Выбранный отрывок.

******************************

М. Б.: Я думаю, здесь вы абсолютно правы, и это как раз та самая болевая точка, потому что она только частично в экономике, она главным образом в психологии. Трущобы, конечно, всегда были, и в Петербурге даже больше, чем в Москве…
Б. Н.: Раньше трущобы были где-нибудь, скажем, в районе Кузнечного рынка, а теперь…
М. Б.: Но они и сейчас есть. И сейчас есть. К сожалению, достаточно взглянуть на многие наши дворы… Я живу в центре, на Литейном, у нас ничуть не лучше, и не улучшается, потому что все плюют себе под ноги, и это страшно, потому что опять же формирует психологию людей: отсюда и преступность, и вандализм… Что с этим делать? Как быть? Расслоение города будет проходить всегда. К примеру, говорят, есть два способа ликвидировать коммуналки: один способ — богатые люди покупают, ведь коммуналка — это большая квартира, и пока нет людей, которые эту квартиру в состоянии купить, она остается коммуналкой. Вот что делать? Стремиться, чтобы было побольше богатых людей, которые коммуналки займут, а при этом купят приличные квартиры тем, кто живет в коммуналках? Или что? Второй способ? Государство всех расселит? Нереально. Да и кто будет жить в огромных квартирах? Мне кажется, что это расслоение еще подогревают разговоры про город с областной судьбой. Я очень люблю Петербург, никогда у него никакой областной судьбы не было, она всегда была столичной. А вот психология немножко такая областная — обиженных, которые все время ждут, что им что-то сделают, она есть, и тут вы правы: действительно, глядя на грязь, люди сами начинают пачкать. Где найти выход? Должны власти сначала убрать грязь, или сначала люди должны сделать один чистый подъезд, который будет на других влиять? Я, конечно, все утрирую.
Б. Н.: Понятно.

******************************

Записи.

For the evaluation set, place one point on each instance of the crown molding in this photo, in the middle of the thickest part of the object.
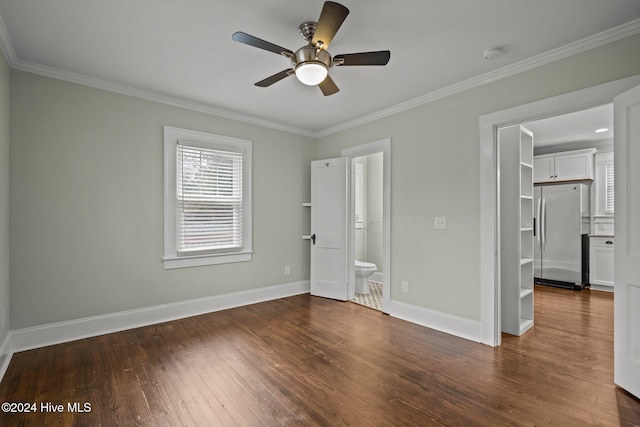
(6, 47)
(608, 36)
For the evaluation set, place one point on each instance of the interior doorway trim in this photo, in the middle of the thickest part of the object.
(384, 146)
(489, 226)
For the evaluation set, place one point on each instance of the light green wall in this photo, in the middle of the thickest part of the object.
(4, 198)
(87, 202)
(435, 161)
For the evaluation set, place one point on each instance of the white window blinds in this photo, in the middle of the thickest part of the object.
(609, 188)
(209, 200)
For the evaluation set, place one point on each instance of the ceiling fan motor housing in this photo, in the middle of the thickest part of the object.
(309, 54)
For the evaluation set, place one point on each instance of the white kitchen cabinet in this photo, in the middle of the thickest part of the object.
(566, 166)
(516, 229)
(601, 262)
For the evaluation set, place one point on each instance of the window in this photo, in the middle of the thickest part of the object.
(207, 211)
(604, 184)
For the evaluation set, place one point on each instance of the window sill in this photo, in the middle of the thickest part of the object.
(200, 260)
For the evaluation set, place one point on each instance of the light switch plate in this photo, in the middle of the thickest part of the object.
(440, 223)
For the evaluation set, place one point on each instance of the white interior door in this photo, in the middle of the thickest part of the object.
(329, 207)
(627, 248)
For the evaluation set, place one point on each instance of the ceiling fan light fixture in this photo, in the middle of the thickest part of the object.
(311, 72)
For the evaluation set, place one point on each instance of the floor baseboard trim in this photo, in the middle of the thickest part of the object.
(453, 325)
(5, 355)
(56, 333)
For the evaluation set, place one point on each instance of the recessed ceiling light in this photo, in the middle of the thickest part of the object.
(493, 53)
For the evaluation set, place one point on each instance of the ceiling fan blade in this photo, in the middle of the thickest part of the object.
(275, 78)
(250, 40)
(328, 86)
(331, 18)
(365, 58)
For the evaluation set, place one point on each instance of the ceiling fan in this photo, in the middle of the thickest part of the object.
(311, 62)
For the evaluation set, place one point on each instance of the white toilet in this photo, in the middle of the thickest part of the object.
(363, 271)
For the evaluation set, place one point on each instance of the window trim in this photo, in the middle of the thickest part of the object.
(170, 257)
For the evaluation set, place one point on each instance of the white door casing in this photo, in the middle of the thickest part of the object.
(329, 207)
(627, 249)
(561, 104)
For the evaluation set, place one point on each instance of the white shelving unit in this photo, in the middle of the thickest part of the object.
(306, 205)
(516, 228)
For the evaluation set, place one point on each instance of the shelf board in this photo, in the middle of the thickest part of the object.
(525, 324)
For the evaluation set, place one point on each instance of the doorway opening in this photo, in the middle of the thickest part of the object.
(489, 124)
(369, 225)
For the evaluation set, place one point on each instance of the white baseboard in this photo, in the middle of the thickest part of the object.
(454, 325)
(56, 333)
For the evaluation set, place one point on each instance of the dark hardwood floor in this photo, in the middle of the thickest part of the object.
(310, 361)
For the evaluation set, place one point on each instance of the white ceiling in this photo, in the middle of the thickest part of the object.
(573, 128)
(181, 50)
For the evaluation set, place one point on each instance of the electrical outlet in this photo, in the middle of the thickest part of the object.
(440, 223)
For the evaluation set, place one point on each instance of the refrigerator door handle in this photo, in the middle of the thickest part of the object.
(536, 224)
(543, 224)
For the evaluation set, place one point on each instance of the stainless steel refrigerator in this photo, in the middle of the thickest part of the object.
(561, 228)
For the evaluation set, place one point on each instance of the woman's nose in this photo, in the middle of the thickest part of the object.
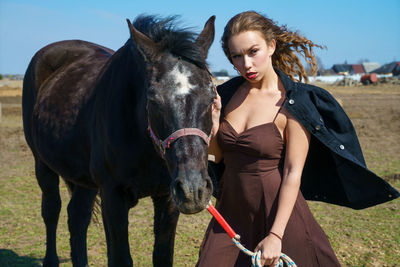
(247, 62)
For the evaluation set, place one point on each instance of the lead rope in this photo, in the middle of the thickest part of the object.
(284, 260)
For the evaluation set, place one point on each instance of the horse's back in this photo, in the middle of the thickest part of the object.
(58, 86)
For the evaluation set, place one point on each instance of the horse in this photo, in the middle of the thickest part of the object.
(122, 125)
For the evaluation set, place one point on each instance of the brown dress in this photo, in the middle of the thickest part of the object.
(251, 181)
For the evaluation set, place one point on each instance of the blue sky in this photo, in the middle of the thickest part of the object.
(351, 30)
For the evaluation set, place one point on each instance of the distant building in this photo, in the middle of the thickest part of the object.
(221, 75)
(348, 69)
(342, 69)
(370, 66)
(357, 69)
(390, 68)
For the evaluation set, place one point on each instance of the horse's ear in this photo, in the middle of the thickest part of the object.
(144, 44)
(206, 37)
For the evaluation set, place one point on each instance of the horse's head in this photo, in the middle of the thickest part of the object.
(179, 96)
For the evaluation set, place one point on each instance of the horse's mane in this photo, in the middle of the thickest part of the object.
(177, 41)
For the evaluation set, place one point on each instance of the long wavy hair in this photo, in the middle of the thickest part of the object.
(288, 44)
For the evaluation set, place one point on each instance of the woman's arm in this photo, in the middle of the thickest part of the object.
(214, 151)
(297, 144)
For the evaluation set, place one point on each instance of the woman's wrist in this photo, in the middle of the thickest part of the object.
(214, 129)
(276, 235)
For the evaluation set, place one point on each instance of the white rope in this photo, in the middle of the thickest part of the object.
(283, 261)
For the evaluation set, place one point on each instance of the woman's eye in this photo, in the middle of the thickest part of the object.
(253, 51)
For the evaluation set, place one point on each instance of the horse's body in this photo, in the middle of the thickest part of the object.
(86, 111)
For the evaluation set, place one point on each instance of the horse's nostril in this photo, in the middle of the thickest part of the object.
(179, 191)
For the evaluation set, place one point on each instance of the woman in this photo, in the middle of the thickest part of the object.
(271, 134)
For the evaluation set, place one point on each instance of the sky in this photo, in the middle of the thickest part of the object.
(351, 30)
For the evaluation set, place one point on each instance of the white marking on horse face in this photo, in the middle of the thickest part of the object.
(181, 79)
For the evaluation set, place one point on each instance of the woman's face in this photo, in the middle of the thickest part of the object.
(251, 55)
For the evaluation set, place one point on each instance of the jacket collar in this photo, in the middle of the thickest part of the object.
(288, 84)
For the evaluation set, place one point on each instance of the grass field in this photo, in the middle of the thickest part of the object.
(369, 237)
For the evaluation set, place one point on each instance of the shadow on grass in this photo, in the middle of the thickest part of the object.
(9, 258)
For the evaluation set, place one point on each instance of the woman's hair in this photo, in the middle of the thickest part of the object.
(287, 43)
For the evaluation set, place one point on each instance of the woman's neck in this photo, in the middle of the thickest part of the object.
(268, 83)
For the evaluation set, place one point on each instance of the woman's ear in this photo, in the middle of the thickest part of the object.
(271, 47)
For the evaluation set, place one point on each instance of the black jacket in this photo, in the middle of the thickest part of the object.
(335, 171)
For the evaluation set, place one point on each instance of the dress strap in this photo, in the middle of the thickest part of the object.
(279, 110)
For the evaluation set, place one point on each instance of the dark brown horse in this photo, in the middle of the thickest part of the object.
(86, 115)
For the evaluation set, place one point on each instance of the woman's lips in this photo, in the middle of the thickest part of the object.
(251, 75)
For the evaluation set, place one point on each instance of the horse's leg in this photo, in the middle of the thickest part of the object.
(166, 217)
(80, 210)
(51, 204)
(115, 217)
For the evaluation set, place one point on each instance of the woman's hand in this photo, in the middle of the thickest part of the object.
(270, 247)
(216, 113)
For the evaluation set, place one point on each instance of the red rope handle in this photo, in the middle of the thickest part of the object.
(214, 212)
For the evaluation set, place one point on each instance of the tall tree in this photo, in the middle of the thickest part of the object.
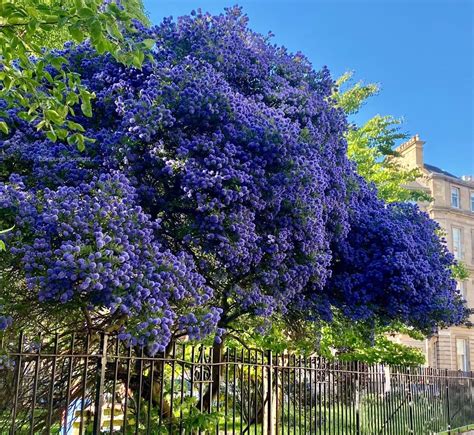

******************************

Что сделать.
A. Где живёт М. Б., судя по беседе о петербургских трущобах?
B. Допишите продолжение беседы о трущобах и коммуналках Петербурга после её последней реплики.

Ответы по заданиям.
A. В центре, на Литейном.

B.
М. Б.: Но в то же время есть вещи, пусть, может быть, и частные, которые меня радуют. Меня еще недавно ужасал вид дверей в наших домах: страшные двери, абсолютно ободранные, вот это был для меня символ полной катастрофы. Сейчас уже, в общем, довольно часто, а в центре в подавляющем количестве — двери нормальные. Правда, двери эти железные, чтобы защитить себя, тем не менее нет уже этих страшных, ободранных, висящих, заплеванных, во всяком случае, по-моему, значительно меньше. Какие-то такие, пусть маленькие проявления, перемены, которые надо замечать и думать, что делать. Тут ни у кого пока нет рецепта. Ждать, пока губернатор все сделает, отремонтирует, невозможно, потому что ясно, что нет ни сил, ни умения, ни какой-то такой схемы, как должен развиваться город.
Б. Н. Известно, что все, в общем-то, начинается с детства. Человек впитывает все законы поведения в детском возрасте. Вы уже упоминали, да я знаю это и сам, что в Эрмитаже довольно большая работа ведется именно с детьми. И все равно для такого огромного города, как наш, это, наверно, капля в море.
М. Б.: Конечно.
Б. Н.: Капля в море, но все же это работа необычайно важная. Сейчас, правда, существует среди многих литературных критиков, искусствоведов такая точка зрения, что искусство вообще не должно воспитывать. Это не его задача. Искусство, дескать, самодостаточно, а воспитательные функции ему попросту навязывались. Как вы считаете, искусство должно играть какую-то роль в воспитании человека, в формировании его духовного облика или нет? Хотя мне лично кажется даже странным задавать такой вопрос, настолько очевиден на него ответ. Но это мне лично. Иная же точка зрения внедряется сейчас в общественное сознание весьма энергично.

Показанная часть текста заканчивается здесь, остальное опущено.